** Begin DOCUMENT **

CSAPP Class Notes(3)

yewentao included in category Csapp

2023-02-03 2025-08-09 2046 words 9 minutes

8. Exceptional Control Flow

8.1 Control Flow

program state
- jumps and branches
- calls and return
system state: exceptional control flow(ECF)
- exceptions (low level)
- process context switch: OS software + hardware timer
- signals: OS software
- non-local jumps: C runtime library

8.2 Exceptions

An exception is a transfer of control to OS kernel in response to some event(eg: control-c)

There is an exception table and corresponding handler

Asynchronous exceptions(Interrupts): eg–Timer interrupt
Synchronous exceptions: caused by an instruction
- trap: intentional, eg – system calls(like read, open, fork, kill etc)
- fault: unintentional, eg – page fault(recoverable), protection fault(unrecoverable)
- abort: unintentional and unrecoverable, eg – illegal instruction
example of fault

here the OS sends SIGSEGV signal to user process, and process exits with segment fault

8.3 Processes

Introduction

A process is an instance of running program
two key abstractions
- logical control flow: program seems to have exclusive use of CPU, provided by kernel mechanism called context switching(saved register and switch to another process). Note: physical control flow is the level of instructions.
- private address space: program seems to have exclusive use of main memory, provided by kernel mechanism called virtual memory
concurrent process(one single core)

concurrent: flows overlap in time – A & B, A & C

sequential: otherwise – B & C

context switch

Process Control

pid = fork(); to create a child process (Note: always check the pid)
Child is almost identical to parent:
- Child get an identical (but separate) copy of parent’s virtual address space
- identical copies of parent’s open file descriptors
- different PID
fork example

Note that fork() calls once, but return twice (one in parent, one in child)

reap child process
- When process terminates, it still consumes system resources (zombie process)
- parent terminate child (wait/waitpid) and kernel delete zombie process
- if parent does nothing, init process(pid=1) will reap the child.
execve: loading and running programs
- different from process, it has different codes to run

8.4 Shells

linux process hierarchy

login shell: user interface, eg: ls

A shell is an application program (a process) that runs user programs

Note that waitpid is used when using background job

If no signals, the background job will become zombies

8.5 Signals

Basic introduction

A signal is a message that notifies a process that an event has occurred

Sending signals: kernel sends/delivers a signal to a destination process

Receiving signals: destination process receives a signal when it is forced by the kernel to react to the delivery of the signal. Some possible ways to react:

ignore
terminate(optional core dump–save the memory state or something to a file for debugging)

** End DOCUMENT **

PROMPT 1: In the CSAPP notes, which process reaps a child process when the parent does nothing?
PROMPT 2:
Decide whether each statement agrees with the CSAPP notes. Answer yes or no for each and quote the deciding words.
(a) fork() is called once but returns twice.
(b) A page fault is given as an example of an unrecoverable fault.
(c) A timer interrupt is listed as a synchronous exception.
PROMPT 3: Pick up the CSAPP notes on exceptional control flow after their last line and carry them forward.

** Begin SUPPLIED INFORMATION **

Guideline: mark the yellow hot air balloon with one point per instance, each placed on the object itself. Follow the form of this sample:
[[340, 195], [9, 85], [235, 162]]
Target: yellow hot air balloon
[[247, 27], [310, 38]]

** End SUPPLIED INFORMATION **

REPLY 1: The init process (pid=1) reaps the child.

REPLY 2:
(a) Yes: "fork() calls once, but return twice (one in parent, one in child)"
(b) No: "page fault(recoverable), protection fault(unrecoverable)"
(c) No: "Asynchronous exceptions(Interrupts): eg–Timer interrupt"

REPLY 3:
catch and do something by signal handler (then to an asynchronous interrupt)

Pending signal: a signal is pending if sent but not yet received. at most one pending signal since signals are not queued

Block signal: a process can block the receipt of certain signals

Process group:

example of process group: bin/kill

example of ctrl-c(SIGINT) and ctrl-z(suspend a process by sending SIGTSTP, putting the process into background and stop running):

STAT:

first letter: S: sleeping, T: stopped, R: running, Z: zombie
second letter: s: session leader, +: foreground process group

signal handling example:

signal handler as concurrent flow:

and handler can be interrupted by other handlers(nested handlers):

The ways to temporarily block signal: Sigprocmask

Write safe handlers

async-signal-safe: reentrant(eg: all variables stored on stack) or non-interruptible by signals.

keep your handlers as simple as possible (eg: set flag and return)
call only async-signal-safe functions in your handler(printf, malloc, exit are not safe!)
save and restore errno on entry and exit (so other handlers don’t overwrite)
protect access to shared data structure(so avoid concurrent issue)
declare global variables as volatile(to prevent compiler from storing them in register, only in memory)
declare global flag as volatile sig_atomic_t(sig_atomic_t is a safe type)

why is printf unsafe? It has a lock, if one thread requires a lock, and before release it, it’s interrupted and the handler wants to printf again — dead lock.

you can’t use signals to count events, since pending signals are not queued (at most one pending signal of any type)

pause() can be dangerous: parent sets pid=0, if pid is 0 and the signal comes between while and pause(), the pause() may wait forever.

so here we can use Sigsuspend

Nonlocal jumps

jump(return) from one function directly to another function without calling it by using setjmp, longjmp.

9. System-Level I/O

9.1 Unix I/O

regular file
- text files: ASCII or Unicode
- Binary files: .jpg image or object files… everything else
directories
- consists of an array of links
- tree hierarchy
Note: Do not call system call (read, write) too many times because of the cost of context switch unless you have to. Try read more bytes at one time

9.2 RIO(robust I/O) package

A robust wrapper for basic I/O.

Metadata: maintained by kernel, accessed by stat and fstat

How unix kernel represents open files:

So file sharing makes sense:

Note: fork, a child inherits its parent’s open files

Remember to call close() both in parent and child codes.

I/O redirection by using dup2:

9.4 Standard I/O

fopen, fead, fflush etc.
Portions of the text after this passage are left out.